Provided entries
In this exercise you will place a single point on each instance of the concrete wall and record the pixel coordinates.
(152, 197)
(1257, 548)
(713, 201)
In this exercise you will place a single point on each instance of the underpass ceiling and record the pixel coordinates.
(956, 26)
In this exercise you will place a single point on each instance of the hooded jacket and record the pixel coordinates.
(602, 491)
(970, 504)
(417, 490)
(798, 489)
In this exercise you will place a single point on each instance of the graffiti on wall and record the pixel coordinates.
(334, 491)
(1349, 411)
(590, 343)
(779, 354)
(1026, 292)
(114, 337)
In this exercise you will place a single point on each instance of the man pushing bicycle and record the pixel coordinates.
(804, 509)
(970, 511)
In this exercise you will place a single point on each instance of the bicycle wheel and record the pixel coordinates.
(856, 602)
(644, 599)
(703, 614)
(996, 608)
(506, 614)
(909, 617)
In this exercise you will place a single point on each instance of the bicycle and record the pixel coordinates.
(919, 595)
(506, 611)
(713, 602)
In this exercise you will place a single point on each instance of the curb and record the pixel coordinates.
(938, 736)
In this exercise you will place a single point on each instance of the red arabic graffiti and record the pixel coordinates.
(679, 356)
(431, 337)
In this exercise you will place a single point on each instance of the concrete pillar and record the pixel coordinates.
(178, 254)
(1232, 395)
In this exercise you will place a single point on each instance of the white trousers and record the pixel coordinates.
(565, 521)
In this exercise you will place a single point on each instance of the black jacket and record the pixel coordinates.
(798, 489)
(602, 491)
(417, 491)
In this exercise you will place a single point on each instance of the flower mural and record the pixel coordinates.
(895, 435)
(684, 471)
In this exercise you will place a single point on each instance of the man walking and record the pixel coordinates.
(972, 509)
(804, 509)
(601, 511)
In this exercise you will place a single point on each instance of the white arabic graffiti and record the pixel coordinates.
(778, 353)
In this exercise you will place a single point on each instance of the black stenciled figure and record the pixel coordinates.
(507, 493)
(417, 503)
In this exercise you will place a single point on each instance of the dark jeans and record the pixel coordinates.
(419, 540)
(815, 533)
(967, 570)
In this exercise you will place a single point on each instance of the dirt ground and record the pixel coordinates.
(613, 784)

Task to carry out
Please repeat all of the lines above, substituting "single dot" for each occurrence of "single point" and keeping everything else the same.

Response
In this exercise you will place a single dot on each instance of the concrete wall and record the pixel coordinates.
(152, 197)
(1257, 548)
(713, 201)
In this exercise you will place a single dot on each instance of the underpass ceiling and record the pixel coordinates.
(956, 26)
In this exercise you will place a single dot on each instance of the hooded jacket and record the pixel coordinates.
(602, 491)
(970, 504)
(417, 490)
(798, 489)
In this exercise you will place a single dot on each instance of the graffiti on wall and record the pixel coordinates.
(334, 491)
(1349, 411)
(590, 343)
(779, 354)
(1026, 292)
(114, 337)
In this exercise you will place a single dot on each instance of the man pushing bicycle and record the pixel coordinates.
(804, 509)
(970, 511)
In this exercise you will place a single dot on each instance of the bicycle wheel and record the pixel coordinates.
(856, 602)
(644, 599)
(703, 614)
(996, 608)
(506, 614)
(909, 617)
In this exercise you will place a single dot on each instance of the bicycle and record the pixel coordinates.
(919, 595)
(506, 611)
(713, 602)
In this exercise you will place a single dot on each instance of the curb and record the pixel coordinates.
(938, 736)
In this exercise you will place a single dot on each instance of the red arabic graffiti and record the pixel coordinates.
(679, 356)
(431, 337)
In this exercise you will place a single dot on each instance of the concrete pillar and record the pixel coordinates.
(178, 254)
(1232, 395)
In this exercise you will place a single dot on each instance of the white trousers and record the pixel coordinates.
(565, 521)
In this exercise you will place a single dot on each instance of the black jacket and record the pixel coordinates.
(798, 489)
(602, 491)
(417, 491)
In this exercise you will place a single dot on each instance of the flower mural and record the pixel coordinates.
(895, 435)
(684, 471)
In this exercise you will place a single dot on each instance of the man walking and record the pixel coordinates.
(972, 509)
(804, 509)
(601, 511)
In this exercise you will place a single dot on each instance of the white arabic graffiti and record the pixel coordinates.
(778, 353)
In this exercise you will place a single dot on each instance of the black stenciled figure and record the pixel coordinates.
(507, 493)
(417, 503)
In this exercise you will place a single dot on each instance of the dark jeans and record the pixel coordinates.
(419, 540)
(815, 533)
(967, 570)
In this exercise you will place a single dot on each instance of the dirt ground and record the pixel coordinates.
(613, 784)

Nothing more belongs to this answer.